• _THINGS TO DO_
[a] In the LangGraph research agent text below, why are web_sources and paper_sources declared with Annotated[list[Source], operator.add]? Answer in one to three sentences.
[b] According to the LangGraph research agent text below, how many queries per month does Tavily's free tier allow?
[c] Continue the LangGraph research agent walkthrough below, starting after its last sentence.

• _TEXT PROVIDED_
Dependencies and Setup

pip install langgraph langchain-openai langchain-community tavily-python arxiv

You'll need API keys for:

OpenAI (or any LangChain-compatible LLM) — GPT-4o works best for synthesis tasks
Tavily — purpose-built search API for AI agents (free tier: 1000 queries/month)
ArXiv — free, no key needed, but rate-limited

import os
os.environ["OPENAI_API_KEY"] = "sk-..."
os.environ["TAVILY_API_KEY"] = "tvly-..."

Defining the Agent State

The state is the backbone of any LangGraph agent. Every node reads from it and writes to it. Getting this right determines whether your agent works or turns into spaghetti.

import operator
from typing import Annotated, TypedDict, Literal
from langchain_core.pydantic_v1 import BaseModel, Field


class SubQuery(BaseModel):
    """A decomposed sub-question with its rationale."""
    question: str = Field(description="The specific sub-question")
    rationale: str = Field(description="Why this sub-question matters")
    search_type: Literal["web", "paper", "both"] = Field(
        description="Which search strategy to use"
    )


class Source(BaseModel):
    """A tracked source with content and metadata."""
    url: str = ""
    title: str = ""
    content: str = ""
    source_type: Literal["web", "paper"] = "web"
    relevance_score: float = 0.0
    citation_key: str = ""  # e.g., "Smith2024" or "[1]"


class Finding(BaseModel):
    """A synthesized finding from one or more sources."""
    claim: str
    evidence: list[str]
    source_keys: list[str]
    confidence: Literal["high", "medium", "low"]


class ResearchState(TypedDict):
    # Input
    research_question: str

    # Decomposition
    sub_queries: list[SubQuery]

    # Accumulated sources — using Annotated with operator.add
    # so multiple nodes can append without overwriting each other
    web_sources: Annotated[list[Source], operator.add]
    paper_sources: Annotated[list[Source], operator.add]

    # Synthesis
    findings: list[Finding]
    contradictions: list[str]
    gaps: list[str]

    # Output
    report: str
    bibliography: list[Source]

    # Control flow
    iteration: int
    max_iterations: int

The Annotated[list[Source], operator.add] pattern is critical. It tells LangGraph that when multiple nodes write to web_sources concurrently, their outputs should be appended rather than one overwriting the other. This is what makes parallel search branches work.

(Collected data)
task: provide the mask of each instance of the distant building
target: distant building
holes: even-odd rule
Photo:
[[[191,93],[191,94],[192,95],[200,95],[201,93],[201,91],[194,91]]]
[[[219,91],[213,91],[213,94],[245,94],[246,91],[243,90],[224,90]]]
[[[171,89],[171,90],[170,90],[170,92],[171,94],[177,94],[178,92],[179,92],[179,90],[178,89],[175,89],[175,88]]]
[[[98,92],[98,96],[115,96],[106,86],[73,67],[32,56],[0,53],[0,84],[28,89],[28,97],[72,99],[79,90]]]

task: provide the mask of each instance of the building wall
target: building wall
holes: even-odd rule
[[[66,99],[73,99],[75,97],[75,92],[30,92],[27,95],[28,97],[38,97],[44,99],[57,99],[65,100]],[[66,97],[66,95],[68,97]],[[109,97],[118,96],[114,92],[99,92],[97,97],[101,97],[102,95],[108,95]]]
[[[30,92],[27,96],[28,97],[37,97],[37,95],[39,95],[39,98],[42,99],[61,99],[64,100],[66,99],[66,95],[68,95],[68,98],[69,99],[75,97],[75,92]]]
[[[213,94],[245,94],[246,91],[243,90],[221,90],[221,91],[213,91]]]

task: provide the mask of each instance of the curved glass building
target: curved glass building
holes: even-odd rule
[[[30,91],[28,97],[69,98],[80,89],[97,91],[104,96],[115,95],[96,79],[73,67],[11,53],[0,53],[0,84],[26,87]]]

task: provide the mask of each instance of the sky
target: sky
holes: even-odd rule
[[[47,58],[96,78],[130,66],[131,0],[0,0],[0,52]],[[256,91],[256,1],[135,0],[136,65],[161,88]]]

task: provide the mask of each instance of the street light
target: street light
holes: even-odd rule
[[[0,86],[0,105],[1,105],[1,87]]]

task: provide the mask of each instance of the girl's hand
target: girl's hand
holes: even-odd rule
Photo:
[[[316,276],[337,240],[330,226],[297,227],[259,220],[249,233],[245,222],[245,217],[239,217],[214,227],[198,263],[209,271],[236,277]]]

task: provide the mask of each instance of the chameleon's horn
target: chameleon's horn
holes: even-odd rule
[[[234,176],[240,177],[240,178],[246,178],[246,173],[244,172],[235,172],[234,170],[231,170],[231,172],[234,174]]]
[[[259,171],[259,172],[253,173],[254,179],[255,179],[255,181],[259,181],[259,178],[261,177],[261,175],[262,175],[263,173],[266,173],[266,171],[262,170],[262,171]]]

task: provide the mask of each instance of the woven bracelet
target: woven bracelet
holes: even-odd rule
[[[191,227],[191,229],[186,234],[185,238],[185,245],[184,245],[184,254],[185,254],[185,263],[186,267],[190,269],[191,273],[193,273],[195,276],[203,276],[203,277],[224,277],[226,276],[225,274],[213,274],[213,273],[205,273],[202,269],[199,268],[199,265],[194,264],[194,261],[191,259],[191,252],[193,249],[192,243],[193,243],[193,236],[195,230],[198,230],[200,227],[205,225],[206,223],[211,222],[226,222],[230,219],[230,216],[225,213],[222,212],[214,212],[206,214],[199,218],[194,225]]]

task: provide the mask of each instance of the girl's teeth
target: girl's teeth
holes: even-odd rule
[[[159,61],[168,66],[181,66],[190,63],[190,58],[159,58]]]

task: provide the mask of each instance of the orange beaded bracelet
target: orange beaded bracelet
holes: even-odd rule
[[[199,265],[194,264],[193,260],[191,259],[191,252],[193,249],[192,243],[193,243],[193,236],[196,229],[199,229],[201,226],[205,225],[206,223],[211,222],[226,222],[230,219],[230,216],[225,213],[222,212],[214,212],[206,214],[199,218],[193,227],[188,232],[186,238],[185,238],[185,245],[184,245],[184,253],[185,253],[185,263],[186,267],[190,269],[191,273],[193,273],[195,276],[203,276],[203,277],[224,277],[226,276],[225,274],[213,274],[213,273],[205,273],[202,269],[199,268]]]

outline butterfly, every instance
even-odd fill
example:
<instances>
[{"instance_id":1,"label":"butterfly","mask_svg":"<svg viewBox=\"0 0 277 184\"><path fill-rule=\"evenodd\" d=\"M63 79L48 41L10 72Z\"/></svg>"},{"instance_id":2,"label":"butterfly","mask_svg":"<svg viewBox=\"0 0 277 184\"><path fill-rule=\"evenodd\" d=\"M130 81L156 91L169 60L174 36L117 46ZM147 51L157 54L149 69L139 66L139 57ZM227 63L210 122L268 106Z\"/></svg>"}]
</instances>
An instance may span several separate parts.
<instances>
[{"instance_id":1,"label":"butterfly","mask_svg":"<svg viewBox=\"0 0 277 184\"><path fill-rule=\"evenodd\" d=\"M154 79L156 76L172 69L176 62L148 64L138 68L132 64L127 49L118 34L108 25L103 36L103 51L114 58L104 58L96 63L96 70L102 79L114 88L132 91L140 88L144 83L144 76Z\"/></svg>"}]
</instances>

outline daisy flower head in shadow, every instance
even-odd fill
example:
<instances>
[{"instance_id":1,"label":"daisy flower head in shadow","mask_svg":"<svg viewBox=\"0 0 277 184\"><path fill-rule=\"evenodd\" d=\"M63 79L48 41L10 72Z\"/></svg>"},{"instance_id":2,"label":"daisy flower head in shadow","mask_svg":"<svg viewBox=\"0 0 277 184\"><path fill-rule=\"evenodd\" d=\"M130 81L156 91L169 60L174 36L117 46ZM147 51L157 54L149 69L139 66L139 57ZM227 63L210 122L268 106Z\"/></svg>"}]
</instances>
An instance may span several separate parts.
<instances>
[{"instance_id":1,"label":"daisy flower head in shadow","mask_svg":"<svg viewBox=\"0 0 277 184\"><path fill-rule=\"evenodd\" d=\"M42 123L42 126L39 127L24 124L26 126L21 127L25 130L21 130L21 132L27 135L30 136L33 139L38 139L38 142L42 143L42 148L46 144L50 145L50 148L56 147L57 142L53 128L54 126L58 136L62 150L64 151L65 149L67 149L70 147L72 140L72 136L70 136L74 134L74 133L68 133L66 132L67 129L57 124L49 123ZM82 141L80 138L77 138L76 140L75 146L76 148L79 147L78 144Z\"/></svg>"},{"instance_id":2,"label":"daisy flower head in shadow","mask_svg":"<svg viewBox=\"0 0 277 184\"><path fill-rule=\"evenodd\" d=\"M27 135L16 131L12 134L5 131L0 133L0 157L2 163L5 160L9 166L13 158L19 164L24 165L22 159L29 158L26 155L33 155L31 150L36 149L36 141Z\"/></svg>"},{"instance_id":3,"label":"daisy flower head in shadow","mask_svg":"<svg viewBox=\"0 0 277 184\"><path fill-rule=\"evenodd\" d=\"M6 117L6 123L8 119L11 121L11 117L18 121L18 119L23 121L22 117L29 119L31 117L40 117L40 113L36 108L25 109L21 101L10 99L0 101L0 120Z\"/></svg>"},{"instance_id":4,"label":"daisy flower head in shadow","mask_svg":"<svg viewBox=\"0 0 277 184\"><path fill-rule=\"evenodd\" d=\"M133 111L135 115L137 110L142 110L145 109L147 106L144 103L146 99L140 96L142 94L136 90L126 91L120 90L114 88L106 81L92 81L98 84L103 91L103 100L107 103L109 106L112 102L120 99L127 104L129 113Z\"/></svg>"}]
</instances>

• _EXPECTED RESULTS_
[a] The annotation tells LangGraph to append the outputs when several nodes write to the same list at the same time, instead of letting one overwrite the other. That is what makes parallel search branches work.

[b] 1000 queries per month.

[c]
Node 1: Query Decomposition

The first node breaks a research question into targeted sub-queries. This matters more than people think — a question like "What are the impacts of large language models on software engineering?" has at least four distinct angles that need separate searches.

from langchain_openai import ChatOpenAI
from langchain_core.messages import HumanMessage, SystemMessage

llm = ChatOpenAI(model="gpt-4o", temperature=0)
structured_llm = llm.with_structured_output(SubQuery)


def decompose_query(state: ResearchState) -> dict:
    """Break the research question into sub-queries for targeted search."""
    question = state["research_question"]

    decomposition_prompt = f"""You are a research planning expert. Given the following research question,
decompose it into 3-6 specific sub-questions that, when answered together, 
will provide a comprehensive response.

Research Question: {question}

For each sub-question, specify:
1. The precise question to search for
2. Why it's necessary for answering the main question  
3. Whether it's best answered by web search (recent news, practical info, 
   industry data), academic papers (peer-reviewed research, methodologies, 
   theoretical frameworks), or both

Focus on sub-questions that are:
- Specific enough to get useful search results
- Different enough to cover distinct aspects
- Ordered from foundational to advanced"""

    response = structured_llm.invoke([
        SystemMessage(content="You decompose research questions into searchable sub-queries."),
        HumanMessage(content=decomposition_prompt)
    ])

    # We expect a list, but structured output gives one object
    # So we use a list wrapper prompt instead
    class SubQueryList(BaseModel):
        queries: list[SubQuery]

    list_structured = llm.with_structured_output(SubQueryList)
    result = list_structured.invoke([
        SystemMessage(content="You decompose research questions into searchable sub-queries."),
        HumanMessage(content=decomposition_prompt)
    ])

    return {
        "sub_queries": result.queries,
        "iteration": state.get("iteration", 0) + 1
    }

Honest caveat: LLM-based query decomposition is probabilistic. Run the same question twice and you'll get slightly different sub-queries. For production use, add a validation step that checks whether the sub-queries collectively cover the original question. I've seen cases where the LLM fixates on one aspect and ignores others — especially with broad questions.

Node 2: Web Search

from tavily import TavilyClient

tavily = TavilyClient(api_key=os.environ["TAVILY_API_KEY"])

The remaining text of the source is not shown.